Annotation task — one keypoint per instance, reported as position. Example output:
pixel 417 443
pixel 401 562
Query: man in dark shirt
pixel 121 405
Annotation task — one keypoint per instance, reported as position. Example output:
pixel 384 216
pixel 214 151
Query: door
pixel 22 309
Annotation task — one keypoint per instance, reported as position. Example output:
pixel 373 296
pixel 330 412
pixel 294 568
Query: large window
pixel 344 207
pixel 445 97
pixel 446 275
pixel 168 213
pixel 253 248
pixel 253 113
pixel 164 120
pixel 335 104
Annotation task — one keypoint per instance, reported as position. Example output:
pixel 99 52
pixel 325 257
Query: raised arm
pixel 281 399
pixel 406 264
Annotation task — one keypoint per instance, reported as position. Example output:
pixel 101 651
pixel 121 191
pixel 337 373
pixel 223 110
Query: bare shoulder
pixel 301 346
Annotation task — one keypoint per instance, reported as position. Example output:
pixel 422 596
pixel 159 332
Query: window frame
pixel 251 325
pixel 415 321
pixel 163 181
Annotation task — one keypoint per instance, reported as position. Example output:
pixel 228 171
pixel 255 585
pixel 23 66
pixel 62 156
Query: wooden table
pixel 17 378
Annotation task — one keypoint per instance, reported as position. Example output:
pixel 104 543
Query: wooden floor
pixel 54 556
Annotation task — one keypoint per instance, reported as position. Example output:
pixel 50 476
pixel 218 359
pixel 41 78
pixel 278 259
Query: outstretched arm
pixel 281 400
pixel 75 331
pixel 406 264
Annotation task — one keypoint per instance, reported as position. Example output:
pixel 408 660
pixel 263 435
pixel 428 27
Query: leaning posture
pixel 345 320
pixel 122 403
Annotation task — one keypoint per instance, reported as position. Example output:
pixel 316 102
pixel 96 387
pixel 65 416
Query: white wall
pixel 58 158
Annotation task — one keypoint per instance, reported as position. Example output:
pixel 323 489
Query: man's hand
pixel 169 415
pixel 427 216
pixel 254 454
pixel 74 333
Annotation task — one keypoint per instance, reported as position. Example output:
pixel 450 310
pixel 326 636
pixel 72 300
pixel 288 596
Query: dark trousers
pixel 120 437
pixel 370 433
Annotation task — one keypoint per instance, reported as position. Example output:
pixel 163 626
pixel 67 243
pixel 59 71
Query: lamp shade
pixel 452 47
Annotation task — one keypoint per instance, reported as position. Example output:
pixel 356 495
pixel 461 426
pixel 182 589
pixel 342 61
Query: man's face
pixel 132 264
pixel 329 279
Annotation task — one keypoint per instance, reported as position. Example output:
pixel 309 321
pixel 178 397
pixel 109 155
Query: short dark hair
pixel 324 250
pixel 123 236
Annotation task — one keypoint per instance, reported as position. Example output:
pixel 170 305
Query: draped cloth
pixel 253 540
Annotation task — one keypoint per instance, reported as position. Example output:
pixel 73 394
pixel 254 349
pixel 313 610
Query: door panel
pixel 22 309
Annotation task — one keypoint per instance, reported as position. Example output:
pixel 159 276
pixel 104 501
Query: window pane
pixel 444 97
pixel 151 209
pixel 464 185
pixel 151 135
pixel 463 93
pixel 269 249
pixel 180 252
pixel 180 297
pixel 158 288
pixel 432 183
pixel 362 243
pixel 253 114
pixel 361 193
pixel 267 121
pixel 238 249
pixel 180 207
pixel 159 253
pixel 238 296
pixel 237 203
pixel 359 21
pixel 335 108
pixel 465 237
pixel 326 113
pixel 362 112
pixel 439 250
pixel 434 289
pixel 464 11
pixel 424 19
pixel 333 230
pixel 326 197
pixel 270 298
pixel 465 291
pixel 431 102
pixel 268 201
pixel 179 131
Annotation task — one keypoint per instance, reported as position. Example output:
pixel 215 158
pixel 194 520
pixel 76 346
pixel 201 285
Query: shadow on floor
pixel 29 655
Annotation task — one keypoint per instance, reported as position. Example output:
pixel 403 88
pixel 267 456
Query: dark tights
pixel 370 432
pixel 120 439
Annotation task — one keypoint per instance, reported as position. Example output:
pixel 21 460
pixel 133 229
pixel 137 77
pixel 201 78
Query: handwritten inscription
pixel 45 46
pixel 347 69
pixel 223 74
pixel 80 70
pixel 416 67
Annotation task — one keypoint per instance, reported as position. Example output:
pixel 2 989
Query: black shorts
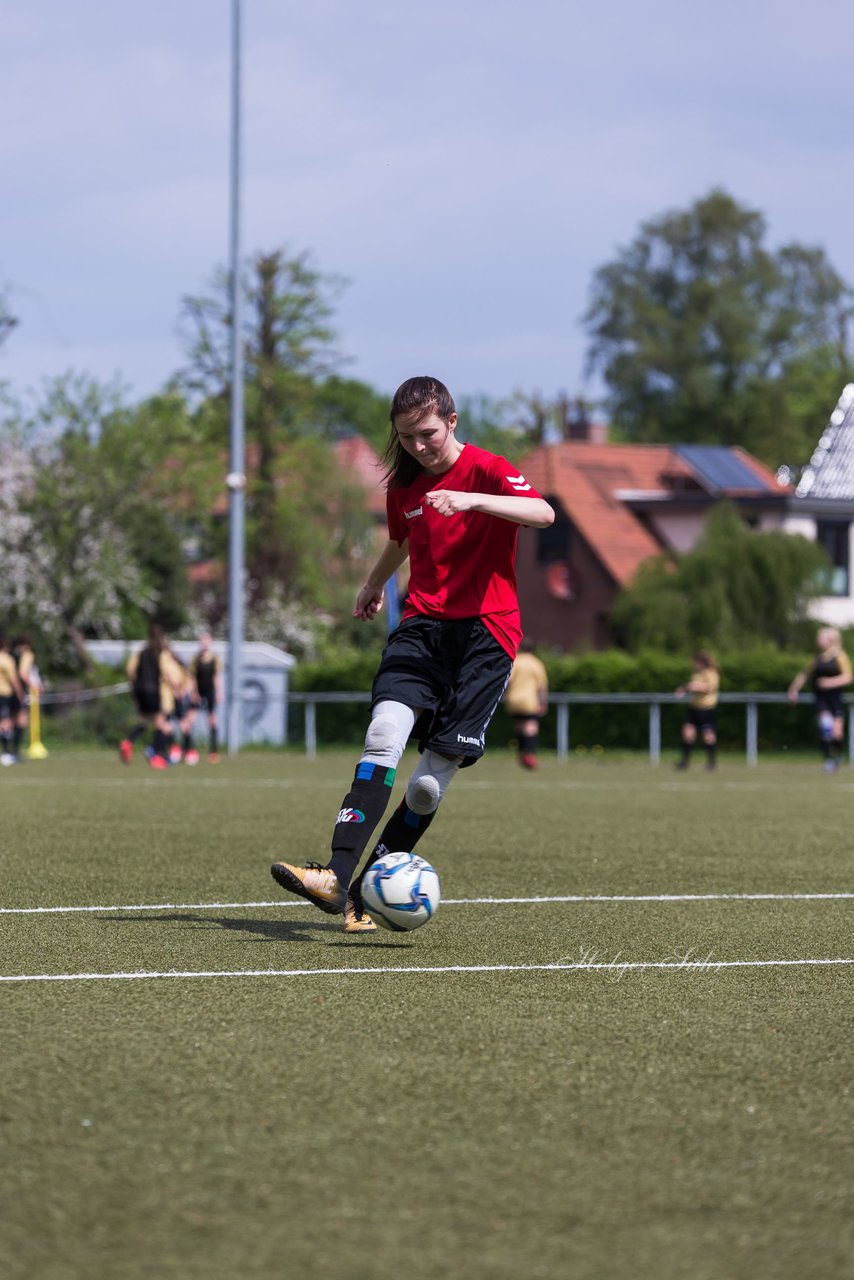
pixel 830 700
pixel 147 700
pixel 455 671
pixel 702 717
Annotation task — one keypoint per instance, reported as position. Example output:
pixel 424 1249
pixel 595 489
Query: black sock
pixel 401 833
pixel 361 809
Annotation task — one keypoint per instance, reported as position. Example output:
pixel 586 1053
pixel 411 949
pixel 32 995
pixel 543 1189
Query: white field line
pixel 612 967
pixel 446 901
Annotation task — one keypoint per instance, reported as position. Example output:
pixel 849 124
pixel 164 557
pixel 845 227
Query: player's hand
pixel 369 602
pixel 450 502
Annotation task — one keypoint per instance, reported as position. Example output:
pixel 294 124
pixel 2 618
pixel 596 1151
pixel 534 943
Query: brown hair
pixel 419 396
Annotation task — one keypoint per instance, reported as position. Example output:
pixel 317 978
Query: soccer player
pixel 154 695
pixel 208 673
pixel 28 676
pixel 829 672
pixel 526 700
pixel 703 690
pixel 12 698
pixel 455 511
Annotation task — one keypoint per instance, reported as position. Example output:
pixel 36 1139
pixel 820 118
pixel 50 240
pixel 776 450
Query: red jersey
pixel 462 566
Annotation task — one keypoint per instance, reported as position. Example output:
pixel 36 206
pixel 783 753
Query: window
pixel 834 536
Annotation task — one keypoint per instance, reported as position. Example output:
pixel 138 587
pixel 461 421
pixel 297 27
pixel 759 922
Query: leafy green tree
pixel 735 589
pixel 703 333
pixel 86 548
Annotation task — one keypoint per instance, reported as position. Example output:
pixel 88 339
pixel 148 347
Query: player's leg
pixel 360 810
pixel 22 720
pixel 528 740
pixel 689 739
pixel 826 726
pixel 709 743
pixel 213 732
pixel 837 739
pixel 476 679
pixel 5 732
pixel 430 778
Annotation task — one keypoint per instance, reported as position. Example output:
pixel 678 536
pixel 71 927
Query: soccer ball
pixel 401 891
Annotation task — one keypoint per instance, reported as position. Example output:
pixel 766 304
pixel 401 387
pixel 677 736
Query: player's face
pixel 430 440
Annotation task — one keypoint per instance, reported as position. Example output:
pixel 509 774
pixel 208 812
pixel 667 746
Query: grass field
pixel 224 1084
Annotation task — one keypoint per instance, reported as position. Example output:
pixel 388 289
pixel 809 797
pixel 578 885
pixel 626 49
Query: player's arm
pixel 534 512
pixel 799 681
pixel 369 600
pixel 837 681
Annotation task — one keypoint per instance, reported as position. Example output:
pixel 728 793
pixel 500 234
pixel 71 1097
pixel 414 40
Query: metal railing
pixel 562 704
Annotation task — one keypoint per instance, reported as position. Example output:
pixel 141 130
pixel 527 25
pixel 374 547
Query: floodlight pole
pixel 236 479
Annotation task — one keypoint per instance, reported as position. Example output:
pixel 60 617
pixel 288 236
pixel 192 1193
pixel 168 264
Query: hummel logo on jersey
pixel 350 816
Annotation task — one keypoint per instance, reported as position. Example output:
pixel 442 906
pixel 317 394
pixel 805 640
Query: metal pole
pixel 562 731
pixel 236 479
pixel 752 734
pixel 654 732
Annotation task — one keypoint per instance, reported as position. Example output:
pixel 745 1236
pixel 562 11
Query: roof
pixel 361 461
pixel 830 472
pixel 597 485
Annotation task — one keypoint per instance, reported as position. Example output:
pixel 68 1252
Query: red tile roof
pixel 590 481
pixel 361 462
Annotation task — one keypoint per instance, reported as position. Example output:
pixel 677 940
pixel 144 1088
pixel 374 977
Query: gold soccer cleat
pixel 314 882
pixel 356 918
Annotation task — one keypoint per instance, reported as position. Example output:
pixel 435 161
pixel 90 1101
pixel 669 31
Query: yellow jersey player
pixel 12 696
pixel 526 700
pixel 702 690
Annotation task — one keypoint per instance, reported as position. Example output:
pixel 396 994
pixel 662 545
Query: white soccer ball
pixel 401 891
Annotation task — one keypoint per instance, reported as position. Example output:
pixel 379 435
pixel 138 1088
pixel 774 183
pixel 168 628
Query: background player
pixel 829 673
pixel 526 700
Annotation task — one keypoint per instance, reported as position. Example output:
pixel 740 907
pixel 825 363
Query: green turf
pixel 593 1123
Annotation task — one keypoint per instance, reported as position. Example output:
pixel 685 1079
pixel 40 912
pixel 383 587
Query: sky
pixel 465 164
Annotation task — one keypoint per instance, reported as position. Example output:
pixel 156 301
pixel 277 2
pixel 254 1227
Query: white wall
pixel 680 533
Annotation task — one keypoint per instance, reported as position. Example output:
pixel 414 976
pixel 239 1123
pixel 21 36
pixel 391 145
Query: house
pixel 822 508
pixel 616 506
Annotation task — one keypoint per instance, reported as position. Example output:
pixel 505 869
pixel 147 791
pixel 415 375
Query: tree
pixel 287 347
pixel 86 547
pixel 704 334
pixel 734 589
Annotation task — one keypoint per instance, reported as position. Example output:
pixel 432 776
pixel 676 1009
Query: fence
pixel 562 704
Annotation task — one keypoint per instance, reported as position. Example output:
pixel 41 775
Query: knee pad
pixel 430 780
pixel 388 734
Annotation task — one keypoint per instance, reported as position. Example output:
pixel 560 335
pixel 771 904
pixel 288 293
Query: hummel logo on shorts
pixel 350 816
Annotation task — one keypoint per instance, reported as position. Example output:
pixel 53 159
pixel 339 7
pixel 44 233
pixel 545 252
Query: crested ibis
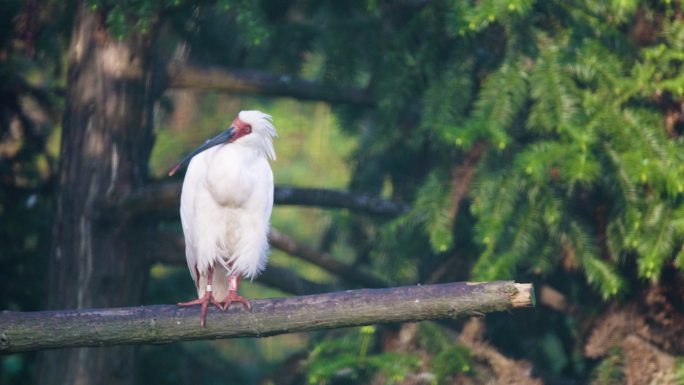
pixel 225 209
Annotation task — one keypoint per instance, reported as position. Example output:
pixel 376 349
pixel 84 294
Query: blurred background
pixel 538 141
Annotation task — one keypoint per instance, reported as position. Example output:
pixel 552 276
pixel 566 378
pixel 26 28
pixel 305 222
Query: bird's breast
pixel 235 175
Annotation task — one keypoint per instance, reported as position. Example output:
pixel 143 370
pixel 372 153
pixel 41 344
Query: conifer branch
pixel 28 331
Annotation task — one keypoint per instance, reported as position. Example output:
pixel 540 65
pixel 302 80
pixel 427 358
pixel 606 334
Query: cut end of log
pixel 523 295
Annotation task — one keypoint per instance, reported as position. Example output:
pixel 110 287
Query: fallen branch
pixel 242 81
pixel 325 261
pixel 27 331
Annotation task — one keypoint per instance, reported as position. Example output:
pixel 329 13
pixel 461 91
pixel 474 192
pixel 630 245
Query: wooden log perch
pixel 26 331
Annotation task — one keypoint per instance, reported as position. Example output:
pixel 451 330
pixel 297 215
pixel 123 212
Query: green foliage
pixel 610 370
pixel 350 358
pixel 448 356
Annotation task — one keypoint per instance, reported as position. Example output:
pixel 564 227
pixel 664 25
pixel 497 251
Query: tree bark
pixel 26 331
pixel 106 141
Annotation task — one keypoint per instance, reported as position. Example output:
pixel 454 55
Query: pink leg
pixel 233 282
pixel 206 299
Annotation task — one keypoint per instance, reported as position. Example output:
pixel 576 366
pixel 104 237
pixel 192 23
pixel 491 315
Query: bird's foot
pixel 234 297
pixel 206 299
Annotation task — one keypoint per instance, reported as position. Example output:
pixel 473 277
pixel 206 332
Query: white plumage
pixel 226 205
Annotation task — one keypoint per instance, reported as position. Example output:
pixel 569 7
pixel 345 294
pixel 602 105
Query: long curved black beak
pixel 221 138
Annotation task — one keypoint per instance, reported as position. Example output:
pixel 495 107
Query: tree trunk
pixel 106 142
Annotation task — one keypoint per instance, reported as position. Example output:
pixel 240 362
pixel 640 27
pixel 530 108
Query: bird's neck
pixel 261 144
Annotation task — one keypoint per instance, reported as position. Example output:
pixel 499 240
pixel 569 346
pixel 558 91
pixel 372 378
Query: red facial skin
pixel 241 129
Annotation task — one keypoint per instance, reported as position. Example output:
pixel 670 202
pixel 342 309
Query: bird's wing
pixel 191 183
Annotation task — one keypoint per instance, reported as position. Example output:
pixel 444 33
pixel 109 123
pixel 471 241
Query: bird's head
pixel 251 128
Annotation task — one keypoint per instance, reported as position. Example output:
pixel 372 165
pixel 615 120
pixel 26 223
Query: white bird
pixel 225 209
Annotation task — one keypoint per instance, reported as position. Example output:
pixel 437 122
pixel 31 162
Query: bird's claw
pixel 206 299
pixel 234 297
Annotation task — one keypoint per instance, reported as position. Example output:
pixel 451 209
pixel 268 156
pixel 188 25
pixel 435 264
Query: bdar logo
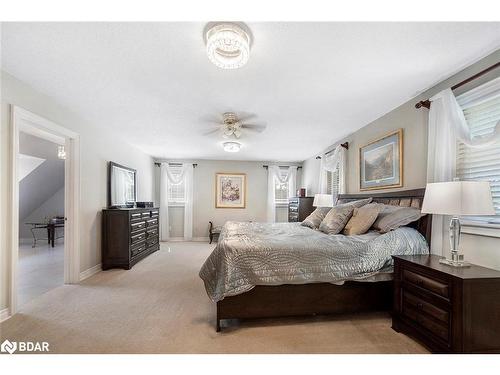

● Set task: Transcribe without alteration the portion of the listing above that opens with its very first line and closes with the line containing "pixel 301 346", including both of those lines.

● Answer to the task:
Annotation task — one keypoint per instance, reported as position. Example output:
pixel 417 443
pixel 401 562
Query: man in dark shirt
pixel 121 405
Annotation task — one keypoint per instance, reported as position. Example output:
pixel 384 216
pixel 214 151
Query: door
pixel 22 309
Annotation task — one keypoint per instance, reported as position. Example output:
pixel 373 296
pixel 330 412
pixel 294 568
Query: large window
pixel 344 207
pixel 445 97
pixel 446 275
pixel 168 213
pixel 253 248
pixel 253 113
pixel 164 120
pixel 335 104
Annotation task — one keypoint per instance, reported as position. Example output:
pixel 99 52
pixel 325 257
Query: raised arm
pixel 281 399
pixel 406 264
Annotation task — one keypoint per instance, reported as position. Example output:
pixel 101 651
pixel 121 191
pixel 337 373
pixel 223 110
Query: bare shoulder
pixel 301 346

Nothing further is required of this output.